Text block:
# # #

The major centers of population and high culture in Eurasia are Europe, the Middle East, India and China. For some purposes it is useful to treat Greater Iran as a separate region. All these regions are connected directly or indirectly by the Eurasian Steppe route which was an active predecessor of the Silk Road. The latter started in the Guanzhong region of China and ran west along the Hexi Corridor to the Tarim Basin. From there it went southwest to Greater Iran and turned southeast to India or west to the Middle East and Europe. A minor branch went northwest along the great rivers and north of the Caspian Sea to the Black Sea. When faced with a rich caravan the steppe nomads could either rob it, or tax it, or hire themselves out as guards. Economically, these three forms of taxation or parasitism amounted to the same thing. Trade was usually most vigorous when a strong empire controlled the steppe and reduced the number of petty chieftains preying on trade. The silk road first became significant and Chinese silk began reaching the Roman Empire about the time that the Emperor of Han pushed Chinese power west to the Tarim Basin.


Plowing with tractor on the Great Hungarian Plain (Alföld), Hungary
Steppe fire in the Kostanay Region, Kazakhstan

The nomads would occasionally tolerate colonies of peasants on the steppe in the few areas where farming was possible. These were often captives who grew grain for their nomadic masters. Along the fringes there were areas that could be used for either plowland or grassland. These alternated between one and the other depending on the relative strength of the nomadic and agrarian heartlands. Over the last few hundred years, the Russian steppe and much of Inner Mongolia has been cultivated. The fact that most of the Russian steppe is not irrigated implies that it was maintained as grasslands as a result of the military strength of the nomads.

# # #

Given information:
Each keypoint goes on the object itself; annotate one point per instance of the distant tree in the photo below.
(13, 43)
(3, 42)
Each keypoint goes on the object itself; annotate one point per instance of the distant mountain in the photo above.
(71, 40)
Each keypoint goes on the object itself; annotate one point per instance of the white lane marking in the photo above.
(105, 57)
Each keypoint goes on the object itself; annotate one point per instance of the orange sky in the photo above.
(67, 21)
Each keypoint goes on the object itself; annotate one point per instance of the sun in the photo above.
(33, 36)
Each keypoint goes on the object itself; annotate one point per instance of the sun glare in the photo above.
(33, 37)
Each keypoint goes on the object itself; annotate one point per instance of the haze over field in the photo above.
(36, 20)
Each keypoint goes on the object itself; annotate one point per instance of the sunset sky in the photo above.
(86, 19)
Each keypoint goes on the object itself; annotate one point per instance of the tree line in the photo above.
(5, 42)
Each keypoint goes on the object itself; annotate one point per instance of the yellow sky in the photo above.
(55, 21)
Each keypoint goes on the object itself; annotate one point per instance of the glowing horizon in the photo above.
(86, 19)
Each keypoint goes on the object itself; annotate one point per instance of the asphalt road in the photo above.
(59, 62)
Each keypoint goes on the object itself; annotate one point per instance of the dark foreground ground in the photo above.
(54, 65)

# # #

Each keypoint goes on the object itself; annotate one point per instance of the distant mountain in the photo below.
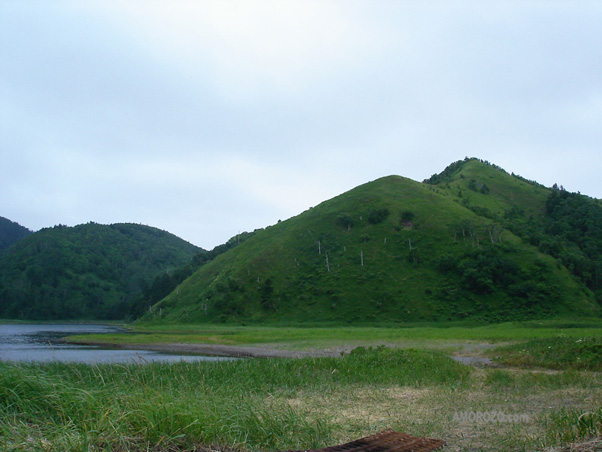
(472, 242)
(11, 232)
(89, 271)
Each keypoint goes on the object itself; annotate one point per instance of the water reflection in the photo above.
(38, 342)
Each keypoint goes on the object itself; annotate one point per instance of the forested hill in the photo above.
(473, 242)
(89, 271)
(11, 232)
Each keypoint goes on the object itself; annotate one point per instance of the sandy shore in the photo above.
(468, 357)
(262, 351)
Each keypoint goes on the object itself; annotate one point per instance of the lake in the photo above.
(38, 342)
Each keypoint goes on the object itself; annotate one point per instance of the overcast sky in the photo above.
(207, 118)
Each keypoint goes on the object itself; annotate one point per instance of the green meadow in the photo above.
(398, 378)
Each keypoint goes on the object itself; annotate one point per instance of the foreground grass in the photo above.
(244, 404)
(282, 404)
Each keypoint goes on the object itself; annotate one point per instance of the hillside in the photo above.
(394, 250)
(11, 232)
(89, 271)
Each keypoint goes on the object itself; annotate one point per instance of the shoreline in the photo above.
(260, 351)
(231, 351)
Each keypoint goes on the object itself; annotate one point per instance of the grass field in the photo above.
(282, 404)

# # #

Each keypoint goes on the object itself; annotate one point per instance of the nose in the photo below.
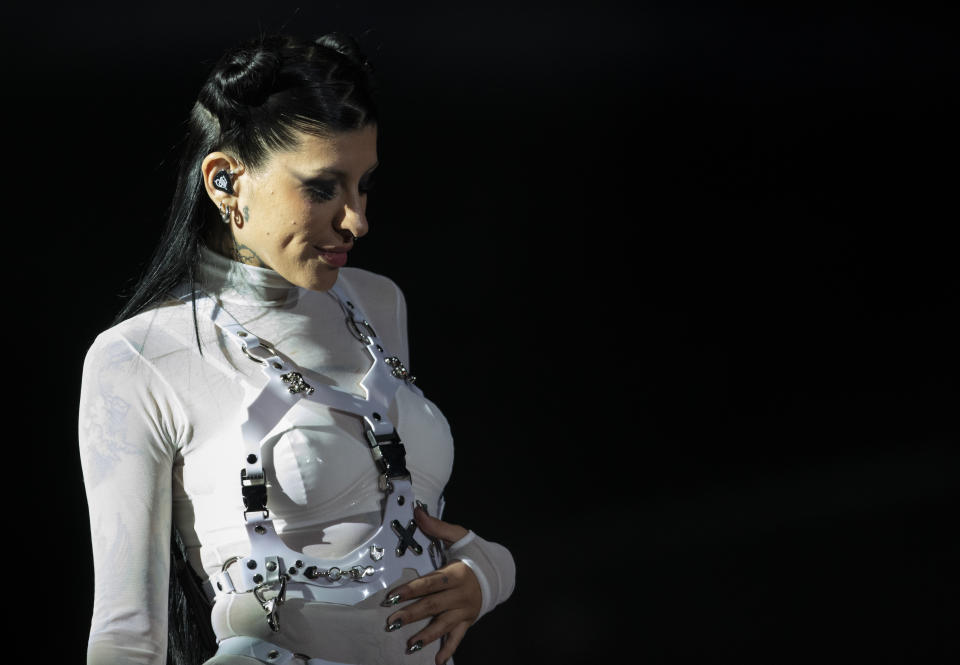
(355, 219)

# # #

Work to do:
a: Edit the steppe passage: rewrite the part that begins with the words "The nomads would" and ends with "of the nomads.", using "farmers" in place of "peasants".
b: Continue the passage about the steppe after its last sentence.

Responses to the exercise:
a:
The nomads would occasionally tolerate colonies of farmers on the steppe in the few areas where farming was possible. These were often captives who grew grain for their nomadic masters. Along the fringes there were areas that could be used for either plowland or grassland. These alternated between one and the other depending on the relative strength of the nomadic and agrarian heartlands. Over the last few hundred years, the Russian steppe and much of Inner Mongolia has been cultivated. The fact that most of the Russian steppe is not irrigated implies that it was maintained as grasslands as a result of the military strength of the nomads.

b:
According to the most widely held hypothesis of the origin of the Indo-European languages, the Kurgan hypothesis, their common ancestor is thought to have originated on the Pontic-Caspian steppe. The Tocharians were an early Indo-European branch in the Tarim Basin. At the beginning of written history the entire steppe population west of Dzungaria spoke Iranian languages. From about 500 AD the Turkic languages replaced the Iranian languages first on the steppe, and later in the oases north of Iran. Additionally, Hungarian speakers, a branch of the Uralic language family, who previously lived in the steppe in what is now Southern Russia, settled in the Carpathian basin in year 895. Mongolic languages are in Mongolia. In Manchuria one finds Tungusic languages and some others.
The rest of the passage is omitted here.